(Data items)
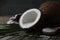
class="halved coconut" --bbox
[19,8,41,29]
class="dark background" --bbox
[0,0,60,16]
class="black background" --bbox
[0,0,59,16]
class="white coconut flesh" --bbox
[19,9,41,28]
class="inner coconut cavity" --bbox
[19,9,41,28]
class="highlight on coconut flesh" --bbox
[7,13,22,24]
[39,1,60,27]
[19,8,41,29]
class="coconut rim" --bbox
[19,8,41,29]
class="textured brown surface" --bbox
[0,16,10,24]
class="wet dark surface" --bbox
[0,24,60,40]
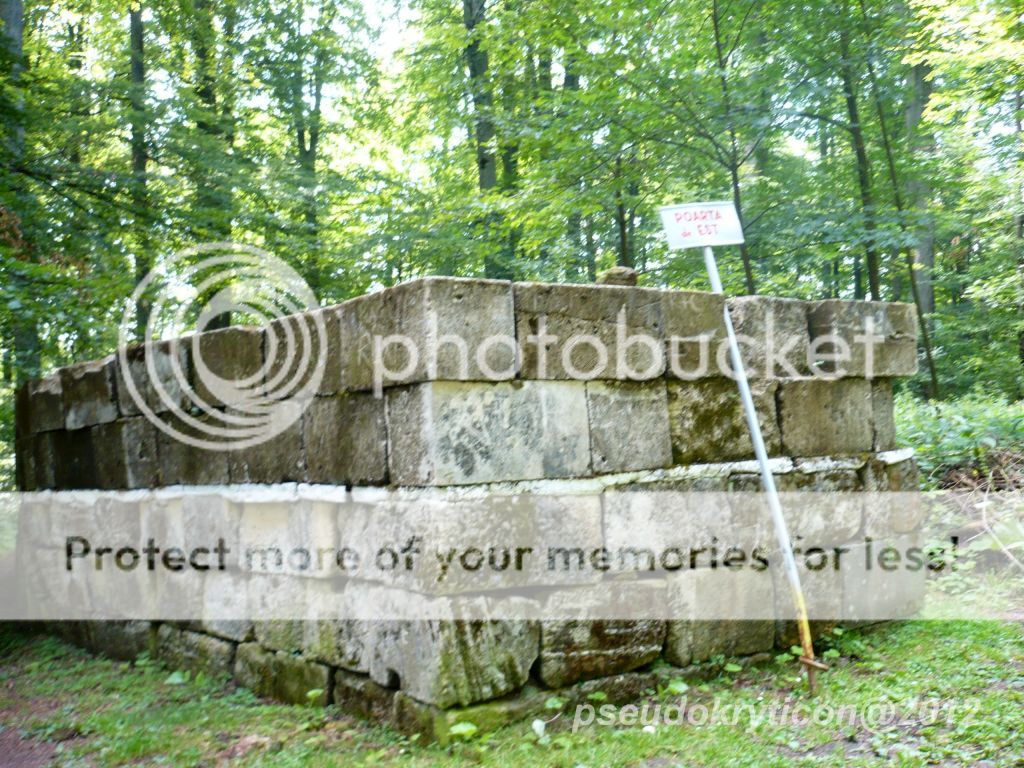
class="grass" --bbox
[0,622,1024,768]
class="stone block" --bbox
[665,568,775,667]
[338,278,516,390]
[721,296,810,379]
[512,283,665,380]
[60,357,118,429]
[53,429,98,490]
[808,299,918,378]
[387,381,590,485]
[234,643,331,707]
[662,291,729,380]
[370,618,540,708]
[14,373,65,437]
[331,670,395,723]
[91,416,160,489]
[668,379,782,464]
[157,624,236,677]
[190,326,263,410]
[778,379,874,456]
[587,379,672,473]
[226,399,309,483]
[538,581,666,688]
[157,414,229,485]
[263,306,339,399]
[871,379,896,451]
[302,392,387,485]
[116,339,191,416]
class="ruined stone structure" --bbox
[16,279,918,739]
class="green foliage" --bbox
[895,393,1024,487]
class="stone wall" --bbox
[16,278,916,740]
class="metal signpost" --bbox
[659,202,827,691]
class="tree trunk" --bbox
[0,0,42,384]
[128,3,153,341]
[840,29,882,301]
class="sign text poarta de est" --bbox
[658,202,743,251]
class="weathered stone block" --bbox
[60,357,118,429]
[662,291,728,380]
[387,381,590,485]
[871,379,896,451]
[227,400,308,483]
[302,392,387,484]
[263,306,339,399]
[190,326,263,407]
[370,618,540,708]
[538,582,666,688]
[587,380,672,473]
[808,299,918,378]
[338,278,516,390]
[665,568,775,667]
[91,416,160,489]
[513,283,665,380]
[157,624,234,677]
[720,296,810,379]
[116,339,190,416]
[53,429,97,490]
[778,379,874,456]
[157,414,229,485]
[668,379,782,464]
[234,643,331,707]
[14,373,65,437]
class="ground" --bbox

Instructions to follow
Copy each line of the entries above that contains the word "dark".

Solution for this exercise
class="dark background" --bbox
class="wet dark surface" --bbox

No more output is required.